TASK DIRECTIONS:
Write out each of the records below word for word, with no changes.

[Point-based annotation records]
◇ ◇ ◇ ◇ ◇

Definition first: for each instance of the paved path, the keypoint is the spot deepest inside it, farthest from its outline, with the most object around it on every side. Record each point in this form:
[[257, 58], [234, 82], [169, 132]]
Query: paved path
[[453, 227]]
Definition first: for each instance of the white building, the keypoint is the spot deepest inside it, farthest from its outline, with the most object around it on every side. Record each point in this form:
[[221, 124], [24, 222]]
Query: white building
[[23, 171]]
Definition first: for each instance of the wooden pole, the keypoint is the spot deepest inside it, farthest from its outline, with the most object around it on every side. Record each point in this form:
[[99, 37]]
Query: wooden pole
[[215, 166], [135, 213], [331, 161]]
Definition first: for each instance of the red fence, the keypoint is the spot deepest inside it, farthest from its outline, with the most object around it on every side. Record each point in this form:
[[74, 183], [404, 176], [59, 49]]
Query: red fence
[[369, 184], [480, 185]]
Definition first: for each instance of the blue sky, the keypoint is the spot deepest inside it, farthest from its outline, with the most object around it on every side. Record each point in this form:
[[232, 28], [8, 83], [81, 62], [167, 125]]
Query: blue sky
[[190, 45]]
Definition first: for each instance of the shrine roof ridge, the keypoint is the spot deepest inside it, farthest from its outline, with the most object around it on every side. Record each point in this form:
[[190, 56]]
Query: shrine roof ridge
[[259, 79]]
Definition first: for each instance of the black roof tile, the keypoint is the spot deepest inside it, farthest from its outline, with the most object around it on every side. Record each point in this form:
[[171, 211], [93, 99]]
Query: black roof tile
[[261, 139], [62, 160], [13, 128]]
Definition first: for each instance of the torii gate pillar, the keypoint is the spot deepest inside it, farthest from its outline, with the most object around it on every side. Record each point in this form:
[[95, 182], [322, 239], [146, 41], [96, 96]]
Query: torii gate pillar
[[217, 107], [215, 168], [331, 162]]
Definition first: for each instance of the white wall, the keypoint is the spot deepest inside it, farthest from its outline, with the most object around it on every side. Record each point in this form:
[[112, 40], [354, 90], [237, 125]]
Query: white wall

◇ ◇ ◇ ◇ ◇

WRITTEN SOLUTION:
Definition first: for each instance of the paved path, the keypoint is the spot deepest inside it, farthest from its outline, with the most object around it on every side. Record each point in this form:
[[257, 58], [234, 82], [169, 132]]
Query: paved path
[[453, 227]]
Definition first: for each instance of the white building, the keypoint is the spot deepest inside it, farthest from its outline, with the most object around it on every side. Record each point in this form:
[[221, 124], [24, 222]]
Query: white building
[[23, 171]]
Definition first: for each instance of the wooden pole, the keypoint is the spot deepest inside it, farthest from its outline, with the most object around it on every side. Record each point in this form:
[[99, 37]]
Query: wooden pole
[[215, 166], [135, 213], [331, 161]]
Definition first: for each instance of the red fence, the keypoint is the spot deepest inside it, farthest from its outline, with the most object around it on every side. Record each point in this form:
[[74, 183], [404, 176], [59, 49]]
Query: red fence
[[369, 184], [480, 185]]
Definition first: for each instance of the blue sky, the keypoint is the spot deepest inside it, farthest from its outline, with the most object around it on every side. Record each point in this form:
[[232, 28], [8, 83], [81, 62], [167, 125]]
Query: blue sky
[[190, 45]]
Definition first: for each instance of the shrine roof ridge, the keypoint is the spot deepest inside it, farthest from its outline, with the most object around it on every side. Record each point in this form:
[[190, 56]]
Query: shrine roof ridge
[[259, 79]]
Definition first: for each instance of the black roof tile, the keypoint is the spot deepest inside it, farthest from its outline, with the most object around it on every side. Record each point in this form:
[[171, 211], [93, 99]]
Query: black roof tile
[[261, 139], [62, 160], [13, 128]]
Definition first: for each instance of the torii gate pillar, the keypoint is the spot deepest inside it, farthest from its outline, with the most object around it on every side. Record each point in this form:
[[95, 182], [322, 239], [146, 41], [96, 96]]
Query: torii gate pillar
[[217, 107], [215, 168], [331, 162]]
Definition first: for each instance of the white wall, the keypoint is the spot deepest inside it, farthest from its outline, with the most object around it on every side. Record each point in this form:
[[112, 40], [354, 90], [237, 125]]
Query: white wall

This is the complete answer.